__Consignes à suivre__.
Prolongez le texte sur les ouvrages minés de l'armée suisse en reprenant après sa dernière phrase.

__Passage présenté__.

---

Les destructions auraient stoppé l’adversaire !

Exposé du 19 mars 2014

Détruire de manière ciblée des routes ou des ponts face à un adversaire en approche, c’est à cette fin qu’ont été construits les ouvrages minés de l’armée – un monde auréolé de secret ! A la fin de l’exposé présenté à Thoune, les auditrices et auditeurs en connaissaient le fonctionnement et l’engagement.
Tout le monde en savait l’existence, quelques-uns étaient au courant des détails mais personne n’en parlait : les renforcements de terrain et les destructions préparées d’axes de circulation étaient l’une des composantes centrales de la défense nationale suisse en cas de guerre. Dans les années 1980, on recensait approximativement 2’000 emplacements auxquels des destructions rapides et ciblées étaient préparées. L’explosif étant en place dans les ouvrages et des routes, des voies de chemin de fer et des ponts pouvaient être endommagés dans un délai de 2 à 3 heures avec une ampleur suffisante pour qu’un adversaire progressant doive investir beaucoup de temps, de matériel et de personnel pour rétablir le passage. La conception tactique et technique de ce système de destructions rigoureusement secret a été expliquée par des spécialistes lors d’un exposé organisé à Thoune par l’Association du musée suisse de l’armée. Jürg Trick, ex-chef de la division de la planification des constructions à l’Office fédéral du génie et des fortifications, et Gerhard Wyss, ex-chef de la section des ouvrages de commandement et de combat au Groupe des opérations, ont joué un rôle déterminant dans le développement de cette technique.

---

__Informations extraites__.

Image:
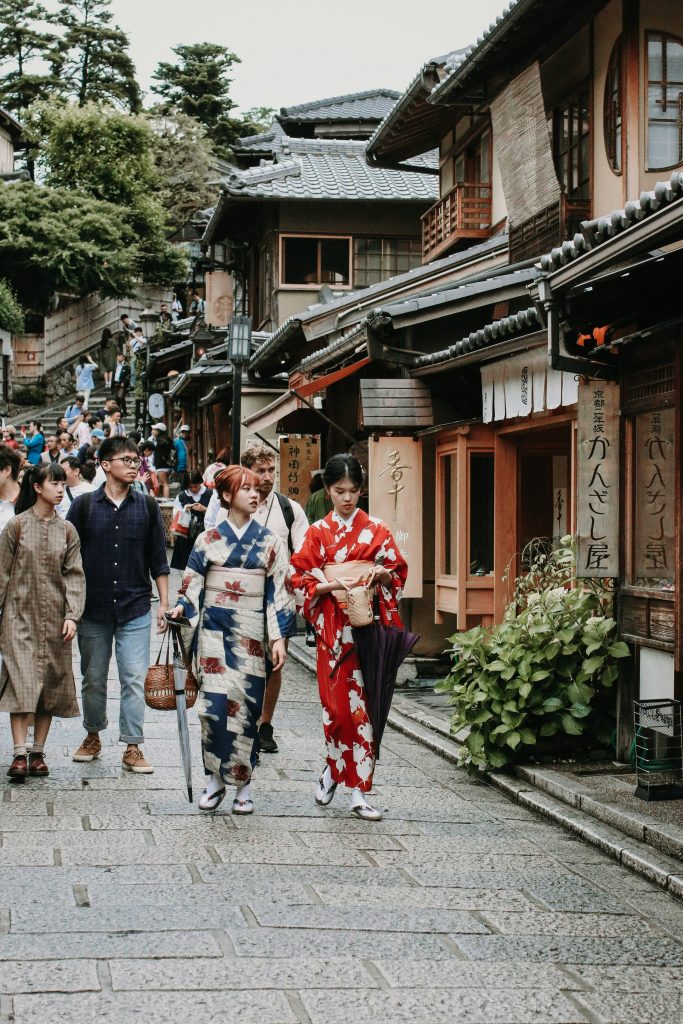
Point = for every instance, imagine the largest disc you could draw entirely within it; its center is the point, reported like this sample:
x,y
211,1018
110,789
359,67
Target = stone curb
x,y
639,857
638,826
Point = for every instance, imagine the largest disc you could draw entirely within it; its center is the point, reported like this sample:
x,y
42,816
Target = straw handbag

---

__Résultat obtenu__.
La mise au point de la technique a été présentée au moyen d’illustrations et de séquences filmées exclusives, tout comme le fait qu’à eux seuls, l’« usure » et le manque de matériel des troupes du génie auraient stoppé efficacement un adversaire confronté à plusieurs lignes de destructions échelonnées dans la profondeur. En effet, un adversaire moderne avait besoin de voies de circulation praticables. Gerhard Wyss en est convaincu : « nous ne partions pas nécessairement perdants face aux armées du Pacte de Varsovie ». Dans l’Oberland bernois par exemple, les axes d’importance centrale sur le Lötschberg-Simplon, le Simmental et les deux rives du lac de Thoune étaient préparés avec une succession d’ouvrages minés. Jürg Trick : « l’important était de pouvoir procéder à des destructions ciblées, la destruction totale n’étant pratiquement jamais le but. Par contre, il fallait que l’adversaire soit confronté à un volume de travaux de réparations élevé ».
La déconstruction des renforcements permanents du terrain a commencé après la chute du Mur de Berlin en 1989, la dissolution du Pacte de Varsovie en 1991 et la réalisation d’Armée 95. Toutes les charges explosives devraient avoir été retirées des ouvrages d’ici à la fin 2015.

Jürg Trick ( à gauche ) et Gerhard Wyss : de grands spécialistes des destructions préparées.